-- DATA RECORDS --
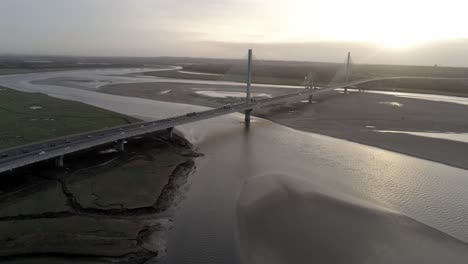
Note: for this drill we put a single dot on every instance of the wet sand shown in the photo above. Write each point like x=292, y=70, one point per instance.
x=306, y=226
x=355, y=117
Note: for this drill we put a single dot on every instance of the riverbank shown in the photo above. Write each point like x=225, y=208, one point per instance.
x=32, y=117
x=356, y=117
x=105, y=206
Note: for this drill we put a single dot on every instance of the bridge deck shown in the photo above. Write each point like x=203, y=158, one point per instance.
x=28, y=154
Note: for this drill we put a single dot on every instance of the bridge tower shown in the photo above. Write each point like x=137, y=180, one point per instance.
x=347, y=71
x=249, y=81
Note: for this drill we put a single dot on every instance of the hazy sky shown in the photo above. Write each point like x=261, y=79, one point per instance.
x=396, y=31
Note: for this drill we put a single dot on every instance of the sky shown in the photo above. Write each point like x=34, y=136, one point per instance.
x=375, y=31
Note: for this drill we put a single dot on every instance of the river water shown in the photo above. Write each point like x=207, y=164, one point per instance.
x=257, y=169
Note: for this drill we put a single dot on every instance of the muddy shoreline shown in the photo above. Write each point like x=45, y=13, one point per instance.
x=356, y=117
x=102, y=208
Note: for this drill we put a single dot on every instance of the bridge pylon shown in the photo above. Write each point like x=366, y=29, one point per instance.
x=348, y=62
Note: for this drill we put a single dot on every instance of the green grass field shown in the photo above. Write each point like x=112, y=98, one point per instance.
x=30, y=117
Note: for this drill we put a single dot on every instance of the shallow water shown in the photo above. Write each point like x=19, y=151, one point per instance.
x=219, y=94
x=460, y=137
x=206, y=227
x=429, y=97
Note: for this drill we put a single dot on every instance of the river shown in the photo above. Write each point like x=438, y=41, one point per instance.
x=249, y=170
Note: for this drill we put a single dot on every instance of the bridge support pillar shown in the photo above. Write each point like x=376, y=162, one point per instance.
x=59, y=161
x=170, y=130
x=121, y=145
x=247, y=115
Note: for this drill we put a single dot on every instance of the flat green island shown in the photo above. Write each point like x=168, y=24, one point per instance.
x=30, y=117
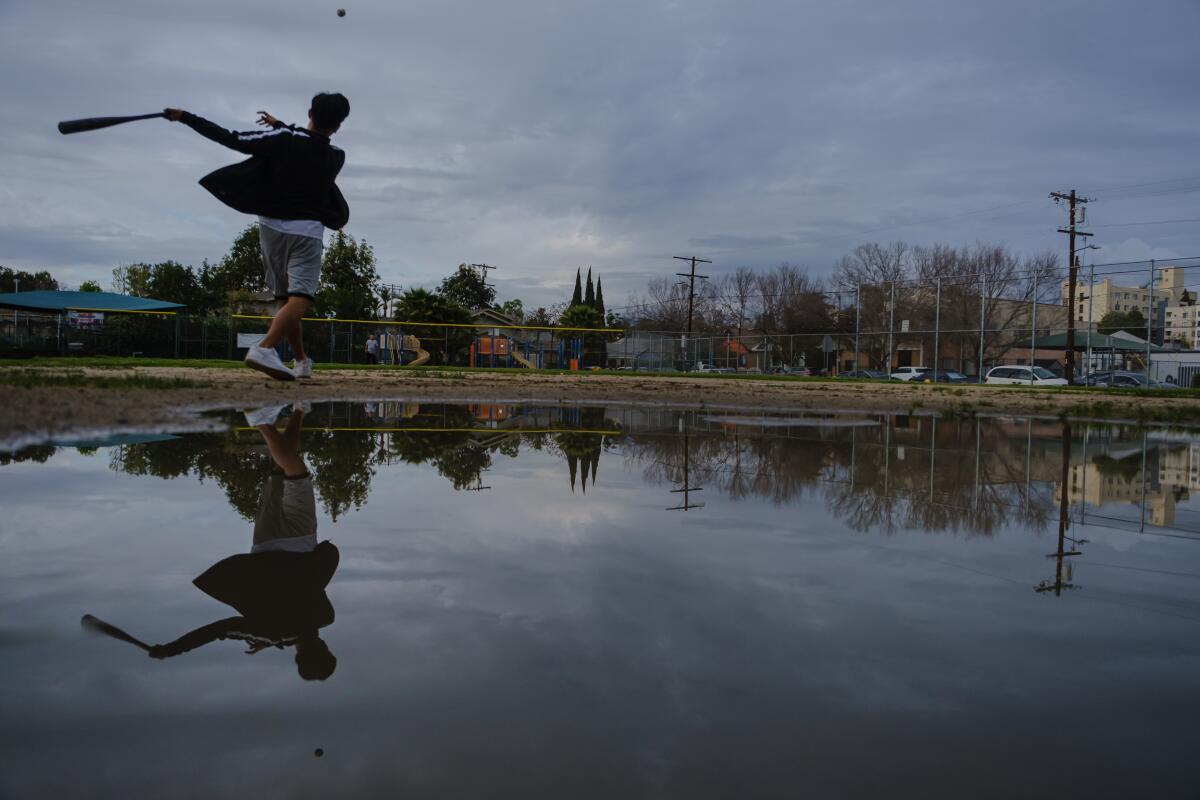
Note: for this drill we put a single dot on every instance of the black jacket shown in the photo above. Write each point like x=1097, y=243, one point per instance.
x=289, y=174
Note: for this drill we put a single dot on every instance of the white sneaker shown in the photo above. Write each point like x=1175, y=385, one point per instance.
x=265, y=415
x=301, y=368
x=267, y=361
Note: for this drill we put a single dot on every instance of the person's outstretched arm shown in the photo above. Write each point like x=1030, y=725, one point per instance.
x=197, y=638
x=251, y=143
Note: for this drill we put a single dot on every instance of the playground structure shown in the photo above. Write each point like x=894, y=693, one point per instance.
x=414, y=344
x=393, y=346
x=501, y=350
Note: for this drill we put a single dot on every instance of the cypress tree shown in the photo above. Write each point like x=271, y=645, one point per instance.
x=577, y=296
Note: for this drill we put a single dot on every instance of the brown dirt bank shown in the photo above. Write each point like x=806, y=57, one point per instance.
x=33, y=411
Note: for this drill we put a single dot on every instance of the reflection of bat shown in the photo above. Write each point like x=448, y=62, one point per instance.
x=99, y=625
x=96, y=122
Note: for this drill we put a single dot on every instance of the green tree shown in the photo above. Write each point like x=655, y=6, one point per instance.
x=29, y=281
x=514, y=310
x=238, y=272
x=467, y=288
x=593, y=343
x=177, y=283
x=132, y=280
x=1132, y=322
x=349, y=283
x=577, y=295
x=424, y=306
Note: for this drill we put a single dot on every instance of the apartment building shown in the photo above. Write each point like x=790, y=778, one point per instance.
x=1174, y=314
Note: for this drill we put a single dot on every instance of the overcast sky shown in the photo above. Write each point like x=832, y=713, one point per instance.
x=540, y=136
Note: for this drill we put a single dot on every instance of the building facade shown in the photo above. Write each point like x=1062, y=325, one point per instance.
x=1170, y=308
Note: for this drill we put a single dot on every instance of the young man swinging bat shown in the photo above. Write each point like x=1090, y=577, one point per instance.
x=288, y=181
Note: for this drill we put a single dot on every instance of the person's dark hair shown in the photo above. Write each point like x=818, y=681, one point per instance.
x=313, y=659
x=329, y=110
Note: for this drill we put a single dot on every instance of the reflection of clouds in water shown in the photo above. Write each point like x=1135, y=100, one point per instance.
x=605, y=636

-- DESCRIPTION OF THE TASK --
For this exercise, transcribe the entries above exactly, without any pictures.

-- RESPONSE TO THIS EXERCISE --
Note: for this drill we put a single dot on every instance of the wet sand shown in the photo above. Write each point like x=292, y=70, one point per instance.
x=306, y=226
x=355, y=117
Note: for this drill we put a single dot on every instance of the riverbank shown in the photo above. Write each point like x=225, y=208, one point per instance.
x=32, y=117
x=356, y=117
x=105, y=206
Note: for this drill we put a single dot on every instance of the bridge deck shown in the photo above. Write each point like x=203, y=158, one point per instance.
x=28, y=154
Note: for this drill we put a single dot on every instance of the bridge tower shown in the photo above. Write each point like x=137, y=180, one point per instance.
x=347, y=71
x=249, y=81
Note: for this drill we put a single dot on every instance of the hazy sky shown in the photo above. Write each point like x=261, y=79, one point per instance.
x=396, y=31
Note: for this drill we put a single dot on every instance of the sky shown in the photo above. Write each point like x=34, y=136, one point per instance.
x=375, y=31
Note: for this drill we put a single dot on every instance of the river water shown in the photo above. Write each point like x=207, y=164, one point per instance.
x=257, y=169
Note: for this drill we put a single dot on every instance of the muddy shoreline shown in the photo above. Write each point like x=45, y=13, one point per instance.
x=356, y=117
x=102, y=208
Note: for this drill we put a single dot on every instance of the bridge pylon shown in the photo above. Write each point like x=366, y=29, one point per instance.
x=348, y=62
Note: for this drill we put a single dot on every instance of the green grass field shown in the photo above. Write each point like x=112, y=98, one point per instance.
x=30, y=117
Note: for this drill we put a single dot on every instance of the shallow water shown in the photo above. Write each point like x=19, y=151, one point per instance.
x=219, y=94
x=460, y=137
x=206, y=227
x=429, y=97
Note: for this drill we put a single dot on every instance of the river shown in the photo above. Write each point like x=438, y=41, one point per instance.
x=249, y=170
Note: for this drill we put a single dot on every instance of the bridge support pillar shown in the photo above. Write each point like x=376, y=162, one point per instance.
x=59, y=161
x=170, y=130
x=121, y=145
x=247, y=115
Note: for this drill we put a single dot on every instance of the flat green island shown in the photo above. Write each point like x=168, y=24, one point per instance.
x=30, y=117
Note: for this drill we put a single dot on every instance of the black jacket shown in the photo above. Write each point like x=1097, y=243, one point per instance.
x=289, y=174
Note: for this drill we put a single dot on every instance of the white sneaker shown in the photo above. Write each point like x=1175, y=385, one point per instance.
x=265, y=415
x=301, y=368
x=267, y=361
Note: for this drill we put a single dot on every instance of the person's outstretched arm shown in the photo above. Write each point like x=1030, y=725, one point per instance.
x=197, y=638
x=251, y=143
Note: for this drill we put a single dot on every instance of the playground structure shown in the photo above. Write each point like x=894, y=693, one point per instance.
x=414, y=344
x=393, y=346
x=501, y=350
Note: for this drill we put a single dot on every instance of the cypress tree shown in the photo above. Write each point like x=271, y=645, one point per instance.
x=577, y=296
Note: for this drill we put a single dot on every instance of the brown dirt bank shown in the photo above. Write each point like x=806, y=57, one point per instance.
x=33, y=411
Note: for this drill we put a single dot on every instance of the reflection of bat shown in the photo above. Write each point like x=448, y=62, one point per instance.
x=99, y=625
x=96, y=122
Note: for this drill we put a single dot on every instance of the green tree shown in the photo above. Write each point like x=655, y=6, one point per instance.
x=29, y=281
x=514, y=310
x=238, y=272
x=467, y=288
x=593, y=343
x=177, y=283
x=132, y=280
x=1132, y=322
x=349, y=283
x=577, y=295
x=424, y=306
Note: for this drill we put a single dot on every instance of the apartment building shown in the photo above. Write each point like x=790, y=778, one point per instance.
x=1174, y=314
Note: for this drill we put a single dot on every instance of the overcast sky shown in the photo above. Write each point like x=832, y=713, one point per instance.
x=540, y=136
Note: for this drill we put a single dot on every instance of the building facade shown in the photo above. Write each point like x=1062, y=325, one point per instance.
x=1170, y=308
Note: for this drill we put a single dot on every instance of the young man swinging bat shown in the photo above. Write each point like x=1090, y=577, one point per instance.
x=288, y=181
Note: for this drill we put a single dot on every instance of the person's dark hair shown in the photo above. Write each point like x=818, y=681, one point per instance.
x=313, y=659
x=329, y=110
Note: for this drill we put a single dot on every instance of the reflection of clouds in water shown in the photo above. Write each point like x=1135, y=100, one point per instance.
x=605, y=636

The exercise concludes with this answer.